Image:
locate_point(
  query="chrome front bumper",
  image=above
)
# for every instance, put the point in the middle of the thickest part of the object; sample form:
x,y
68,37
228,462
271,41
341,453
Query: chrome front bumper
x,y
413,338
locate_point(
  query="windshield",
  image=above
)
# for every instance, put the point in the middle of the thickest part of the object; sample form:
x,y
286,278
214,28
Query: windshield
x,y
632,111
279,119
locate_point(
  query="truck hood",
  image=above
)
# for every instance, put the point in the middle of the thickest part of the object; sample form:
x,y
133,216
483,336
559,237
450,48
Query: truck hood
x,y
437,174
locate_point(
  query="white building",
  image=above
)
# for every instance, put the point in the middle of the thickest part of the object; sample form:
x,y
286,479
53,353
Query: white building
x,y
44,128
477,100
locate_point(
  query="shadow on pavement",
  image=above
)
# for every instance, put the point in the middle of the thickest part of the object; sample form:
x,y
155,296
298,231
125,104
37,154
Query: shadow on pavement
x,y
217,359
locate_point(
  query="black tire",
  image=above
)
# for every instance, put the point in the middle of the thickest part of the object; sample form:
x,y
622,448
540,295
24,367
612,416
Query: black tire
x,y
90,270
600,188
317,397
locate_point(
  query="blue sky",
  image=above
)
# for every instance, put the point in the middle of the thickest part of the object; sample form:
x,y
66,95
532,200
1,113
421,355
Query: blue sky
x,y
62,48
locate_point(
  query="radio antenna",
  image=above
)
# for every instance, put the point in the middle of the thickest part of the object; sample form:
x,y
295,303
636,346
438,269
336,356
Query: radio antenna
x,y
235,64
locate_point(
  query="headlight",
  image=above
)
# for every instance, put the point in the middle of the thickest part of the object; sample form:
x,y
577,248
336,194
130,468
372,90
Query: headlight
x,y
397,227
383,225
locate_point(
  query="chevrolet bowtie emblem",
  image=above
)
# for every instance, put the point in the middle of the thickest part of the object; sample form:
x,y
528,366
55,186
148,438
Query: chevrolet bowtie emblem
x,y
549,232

--------

WHAT THE TASK ASKS >> Copy every line above once more, precisely as it reads.

EXERCISE ANSWER >>
Image:
locate_point(
  query="chrome front bumper",
  image=above
)
# for every instance, put the point in the middle of the thickest part of the object; sample form:
x,y
68,37
228,462
271,41
341,453
Query: chrome front bumper
x,y
413,338
locate_point(
  query="windshield",
  image=above
)
# for every instance, put the point in the middle of the thickest part of the object; sample form:
x,y
286,278
214,28
Query: windshield
x,y
632,111
279,119
locate_point(
  query="truck hood",
  image=above
)
# for every instance, put the point in the middle of the thickest part of the object; sample form:
x,y
133,216
483,336
559,237
450,48
Query: truck hood
x,y
437,174
locate_point(
  query="white building",
  image=above
)
# for every instance, put the point in the middle of the thickest part of the object; sample form:
x,y
286,479
53,353
Query: white building
x,y
44,128
477,100
locate_point(
  query="shadow on pavement",
  image=above
)
# for every instance, put the point in the middle of the thickest part of the object; sample form:
x,y
155,296
298,231
125,104
37,154
Query: shadow on pavement
x,y
217,359
locate_point(
  query="black tire",
  image=above
)
# for every instance, put the point in the middle of the thickest part of the object; sample form:
x,y
622,448
540,295
24,367
612,416
Query: black tire
x,y
90,270
600,188
317,397
locate_point(
  query="blue sky",
  image=above
)
# for every instance, put the point in the middle of the thickest part of the object; sample form:
x,y
66,95
532,200
1,113
421,355
Query: blue sky
x,y
62,48
locate_point(
  query="radio antenna",
  image=above
)
# for every instance, put the point in the middle of the thickest part of the object; sample form:
x,y
295,303
636,346
438,269
336,356
Query: radio antenna
x,y
235,64
locate_point(
  query="headlight",
  image=above
)
# for every instance, put the point in the middle of the thickest part of the object; sample form:
x,y
577,248
336,194
130,468
372,90
Query: headlight
x,y
397,227
383,225
locate_point(
  query="chevrolet bowtie emblem",
  image=above
)
# for every instance, put the point in the middle of the thickest part of the object; sample form:
x,y
528,366
55,186
148,438
Query: chevrolet bowtie emblem
x,y
549,232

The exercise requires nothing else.